_Brief_
Copy out, in full, each line below that contains the word "farmer".

>> BEGIN Data

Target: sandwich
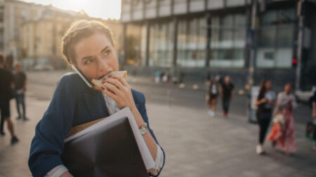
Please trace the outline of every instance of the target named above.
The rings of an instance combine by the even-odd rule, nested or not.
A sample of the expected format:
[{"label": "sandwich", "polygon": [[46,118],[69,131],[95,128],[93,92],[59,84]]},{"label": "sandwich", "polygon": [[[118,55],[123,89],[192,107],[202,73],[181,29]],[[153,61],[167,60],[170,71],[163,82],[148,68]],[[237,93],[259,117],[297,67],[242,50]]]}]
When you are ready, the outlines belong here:
[{"label": "sandwich", "polygon": [[102,91],[101,87],[103,85],[102,84],[102,80],[104,78],[107,78],[109,77],[109,76],[123,76],[124,78],[126,78],[127,76],[127,71],[112,71],[108,74],[107,74],[106,76],[105,76],[103,78],[96,80],[96,79],[93,79],[91,80],[91,83],[93,83],[94,85],[94,90],[97,90],[97,91]]}]

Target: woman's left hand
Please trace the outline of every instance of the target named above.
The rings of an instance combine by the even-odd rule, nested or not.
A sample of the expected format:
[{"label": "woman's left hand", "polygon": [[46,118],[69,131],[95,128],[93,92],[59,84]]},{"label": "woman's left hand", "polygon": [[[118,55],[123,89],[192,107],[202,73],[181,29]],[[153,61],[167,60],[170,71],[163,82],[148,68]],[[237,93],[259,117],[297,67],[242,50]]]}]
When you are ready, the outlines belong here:
[{"label": "woman's left hand", "polygon": [[129,107],[133,110],[136,106],[131,87],[122,76],[110,76],[103,80],[103,92],[113,99],[119,108]]}]

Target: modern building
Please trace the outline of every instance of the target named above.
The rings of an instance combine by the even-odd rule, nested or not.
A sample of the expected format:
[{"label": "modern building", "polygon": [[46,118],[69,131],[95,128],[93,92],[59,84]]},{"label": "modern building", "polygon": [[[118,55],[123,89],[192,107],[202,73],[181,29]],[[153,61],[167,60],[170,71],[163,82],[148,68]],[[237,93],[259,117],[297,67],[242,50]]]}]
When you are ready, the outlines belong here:
[{"label": "modern building", "polygon": [[122,0],[121,4],[123,46],[130,27],[138,27],[136,63],[145,73],[180,70],[191,80],[208,73],[229,75],[239,88],[263,78],[278,90],[288,82],[301,89],[316,85],[316,1]]}]

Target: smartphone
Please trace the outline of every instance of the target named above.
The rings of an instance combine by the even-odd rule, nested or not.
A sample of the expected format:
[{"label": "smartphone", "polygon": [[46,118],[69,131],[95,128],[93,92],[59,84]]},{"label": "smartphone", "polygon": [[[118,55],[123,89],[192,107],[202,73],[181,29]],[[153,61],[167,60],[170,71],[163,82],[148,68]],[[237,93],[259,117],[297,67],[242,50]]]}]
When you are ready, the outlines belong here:
[{"label": "smartphone", "polygon": [[90,82],[86,78],[86,77],[81,73],[81,72],[74,66],[74,65],[72,65],[72,69],[76,71],[76,73],[78,73],[78,75],[80,76],[80,78],[84,80],[84,83],[91,88],[93,88],[92,85],[90,83]]}]

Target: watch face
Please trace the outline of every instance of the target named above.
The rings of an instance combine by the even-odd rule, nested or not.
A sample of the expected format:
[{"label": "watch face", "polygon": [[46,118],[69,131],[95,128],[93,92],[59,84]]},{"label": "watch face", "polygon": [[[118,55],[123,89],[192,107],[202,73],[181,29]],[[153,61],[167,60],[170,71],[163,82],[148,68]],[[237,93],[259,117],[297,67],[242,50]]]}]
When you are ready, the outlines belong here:
[{"label": "watch face", "polygon": [[140,129],[140,132],[142,135],[144,135],[146,133],[147,129],[145,127],[142,127],[141,129]]}]

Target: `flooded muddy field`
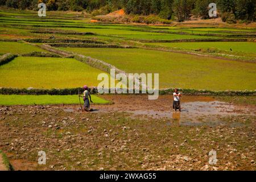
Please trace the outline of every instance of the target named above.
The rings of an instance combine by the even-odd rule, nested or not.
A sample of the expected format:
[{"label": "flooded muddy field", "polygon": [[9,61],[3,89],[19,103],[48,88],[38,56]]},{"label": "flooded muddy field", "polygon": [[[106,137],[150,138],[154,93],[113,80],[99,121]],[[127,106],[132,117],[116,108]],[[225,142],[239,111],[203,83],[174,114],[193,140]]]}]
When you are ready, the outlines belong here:
[{"label": "flooded muddy field", "polygon": [[[0,107],[0,149],[16,170],[255,170],[256,106],[212,97],[102,96],[113,104]],[[209,152],[218,162],[209,163]],[[47,155],[38,164],[38,152]]]}]

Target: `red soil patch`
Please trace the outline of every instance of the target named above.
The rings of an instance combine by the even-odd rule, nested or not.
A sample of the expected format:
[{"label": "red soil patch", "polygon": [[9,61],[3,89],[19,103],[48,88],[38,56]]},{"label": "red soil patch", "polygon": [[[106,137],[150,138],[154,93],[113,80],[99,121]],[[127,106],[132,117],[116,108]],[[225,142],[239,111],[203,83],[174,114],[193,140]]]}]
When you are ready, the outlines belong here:
[{"label": "red soil patch", "polygon": [[7,171],[5,164],[3,164],[3,158],[0,154],[0,171]]},{"label": "red soil patch", "polygon": [[97,19],[91,19],[90,20],[90,22],[92,22],[92,23],[97,23],[98,22],[98,21]]}]

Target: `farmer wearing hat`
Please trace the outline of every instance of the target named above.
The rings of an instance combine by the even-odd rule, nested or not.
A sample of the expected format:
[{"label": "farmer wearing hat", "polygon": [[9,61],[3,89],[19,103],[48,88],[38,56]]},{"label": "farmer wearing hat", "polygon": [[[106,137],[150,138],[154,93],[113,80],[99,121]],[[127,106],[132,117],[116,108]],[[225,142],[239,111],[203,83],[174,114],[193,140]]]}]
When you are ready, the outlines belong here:
[{"label": "farmer wearing hat", "polygon": [[82,97],[84,101],[84,107],[86,111],[90,111],[90,102],[89,101],[89,97],[90,97],[90,102],[93,103],[93,101],[90,97],[90,92],[88,90],[88,87],[86,85],[84,86],[84,96]]}]

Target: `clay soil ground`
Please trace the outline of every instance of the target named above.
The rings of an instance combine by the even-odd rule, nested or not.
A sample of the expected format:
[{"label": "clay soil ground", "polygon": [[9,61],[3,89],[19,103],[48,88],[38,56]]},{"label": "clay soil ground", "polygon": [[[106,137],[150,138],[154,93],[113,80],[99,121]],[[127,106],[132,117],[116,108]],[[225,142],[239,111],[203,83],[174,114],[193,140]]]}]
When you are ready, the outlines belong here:
[{"label": "clay soil ground", "polygon": [[[255,106],[210,97],[103,96],[114,102],[0,107],[0,148],[16,170],[255,170]],[[210,151],[216,165],[209,164]],[[46,165],[37,163],[44,151]]]}]

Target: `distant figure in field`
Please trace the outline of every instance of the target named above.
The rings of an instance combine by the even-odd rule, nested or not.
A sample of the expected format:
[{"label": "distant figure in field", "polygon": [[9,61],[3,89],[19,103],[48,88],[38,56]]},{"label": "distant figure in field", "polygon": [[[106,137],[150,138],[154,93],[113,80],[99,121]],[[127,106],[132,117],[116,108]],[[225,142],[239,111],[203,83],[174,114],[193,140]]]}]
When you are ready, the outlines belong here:
[{"label": "distant figure in field", "polygon": [[[86,85],[84,86],[84,93],[82,97],[84,101],[84,110],[86,111],[90,111],[90,102],[93,103],[92,98],[90,97],[90,92],[88,90],[88,87]],[[90,101],[89,101],[89,98],[90,98]]]},{"label": "distant figure in field", "polygon": [[181,111],[180,108],[180,97],[181,97],[181,94],[179,92],[177,89],[174,90],[174,103],[172,105],[172,108],[176,111],[177,109]]}]

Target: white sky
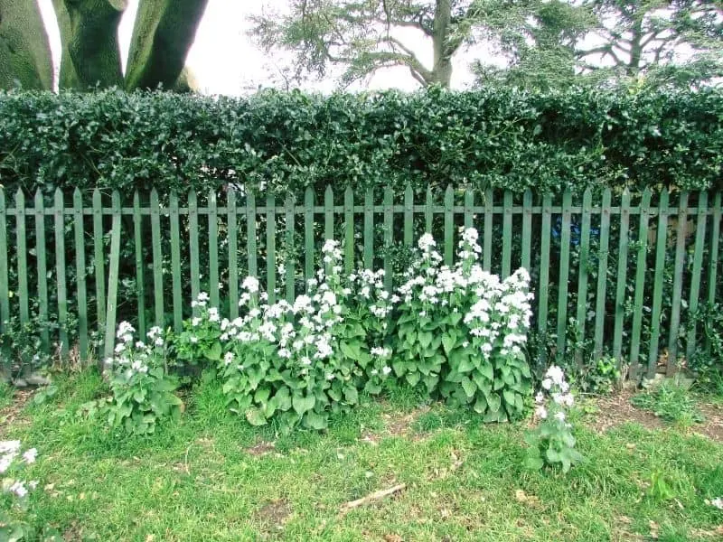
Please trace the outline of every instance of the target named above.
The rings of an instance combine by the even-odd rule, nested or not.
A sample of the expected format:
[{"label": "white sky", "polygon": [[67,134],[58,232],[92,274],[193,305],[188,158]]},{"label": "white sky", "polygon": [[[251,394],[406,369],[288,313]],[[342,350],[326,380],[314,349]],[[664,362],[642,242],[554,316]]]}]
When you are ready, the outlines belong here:
[{"label": "white sky", "polygon": [[[53,61],[58,70],[61,39],[55,14],[52,8],[52,0],[37,0],[42,13],[45,26],[53,51]],[[271,0],[283,8],[284,0]],[[249,19],[251,14],[261,13],[262,2],[258,0],[209,0],[208,7],[201,21],[196,40],[193,42],[188,58],[187,65],[195,75],[201,90],[205,94],[240,95],[248,94],[261,86],[273,85],[277,68],[273,59],[267,58],[248,36],[251,27]],[[118,31],[121,58],[124,62],[128,51],[133,23],[138,0],[129,0]],[[410,48],[419,56],[419,59],[429,68],[431,66],[432,50],[431,43],[421,33],[415,31],[400,34]],[[457,55],[455,58],[452,86],[464,88],[473,81],[469,70],[468,58]],[[328,91],[334,88],[332,80],[320,81],[307,85],[315,89]],[[393,68],[378,71],[368,84],[363,85],[368,89],[395,88],[411,90],[418,84],[409,75],[406,68]],[[361,88],[361,86],[360,86]]]}]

>> END Data

_Finished answer_
Target: `farmer wearing hat`
[{"label": "farmer wearing hat", "polygon": [[9,61],[3,89],[19,103],[48,88],[38,56]]},{"label": "farmer wearing hat", "polygon": [[[106,137],[150,138],[154,93],[113,80],[99,121]],[[127,106],[132,117],[116,108]],[[225,142],[239,111],[203,83],[174,114],[193,140]]]}]
[{"label": "farmer wearing hat", "polygon": [[82,97],[84,101],[84,107],[86,111],[90,111],[90,102],[89,101],[89,97],[90,97],[90,102],[93,103],[93,101],[90,97],[90,92],[88,90],[88,87],[86,85],[84,86],[84,96]]}]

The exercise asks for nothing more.